Items stored from a collection
* * *

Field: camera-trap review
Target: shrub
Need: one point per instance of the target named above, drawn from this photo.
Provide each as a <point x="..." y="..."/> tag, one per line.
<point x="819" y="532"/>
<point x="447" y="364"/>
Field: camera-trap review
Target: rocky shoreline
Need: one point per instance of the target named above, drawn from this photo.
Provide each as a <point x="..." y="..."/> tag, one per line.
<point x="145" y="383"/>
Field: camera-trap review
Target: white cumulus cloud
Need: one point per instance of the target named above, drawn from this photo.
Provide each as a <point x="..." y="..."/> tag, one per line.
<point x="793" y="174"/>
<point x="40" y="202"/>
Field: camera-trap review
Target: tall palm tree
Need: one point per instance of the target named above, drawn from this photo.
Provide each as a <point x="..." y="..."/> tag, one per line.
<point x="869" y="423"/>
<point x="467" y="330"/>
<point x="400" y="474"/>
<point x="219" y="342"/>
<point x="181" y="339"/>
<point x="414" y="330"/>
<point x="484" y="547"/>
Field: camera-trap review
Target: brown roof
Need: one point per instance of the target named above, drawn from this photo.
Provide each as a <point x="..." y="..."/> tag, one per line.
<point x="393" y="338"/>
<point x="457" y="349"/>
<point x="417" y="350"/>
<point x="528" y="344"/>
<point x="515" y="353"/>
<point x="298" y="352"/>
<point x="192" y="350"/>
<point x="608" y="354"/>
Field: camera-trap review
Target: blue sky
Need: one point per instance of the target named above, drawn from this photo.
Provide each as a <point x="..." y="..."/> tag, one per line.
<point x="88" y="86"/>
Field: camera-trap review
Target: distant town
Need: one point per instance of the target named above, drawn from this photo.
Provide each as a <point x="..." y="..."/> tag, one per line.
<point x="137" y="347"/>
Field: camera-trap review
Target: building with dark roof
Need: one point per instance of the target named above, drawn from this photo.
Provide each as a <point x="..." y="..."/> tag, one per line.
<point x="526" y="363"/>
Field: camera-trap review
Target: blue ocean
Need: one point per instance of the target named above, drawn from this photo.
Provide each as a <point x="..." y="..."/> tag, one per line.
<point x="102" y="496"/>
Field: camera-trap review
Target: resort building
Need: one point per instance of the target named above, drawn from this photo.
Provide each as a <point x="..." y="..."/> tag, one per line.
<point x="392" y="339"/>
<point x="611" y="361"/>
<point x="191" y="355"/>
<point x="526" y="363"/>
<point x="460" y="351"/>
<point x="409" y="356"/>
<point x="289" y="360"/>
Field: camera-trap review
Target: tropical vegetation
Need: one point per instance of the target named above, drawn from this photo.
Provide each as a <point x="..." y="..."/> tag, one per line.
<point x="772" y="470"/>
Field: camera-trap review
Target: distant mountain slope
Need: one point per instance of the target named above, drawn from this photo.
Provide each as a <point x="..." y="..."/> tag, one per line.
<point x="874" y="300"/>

* * *

● **Stated task**
Pull out every line of the records above that contains the string "building" and copy each one.

● **Final answer**
Target: building with dark roof
Target: resort building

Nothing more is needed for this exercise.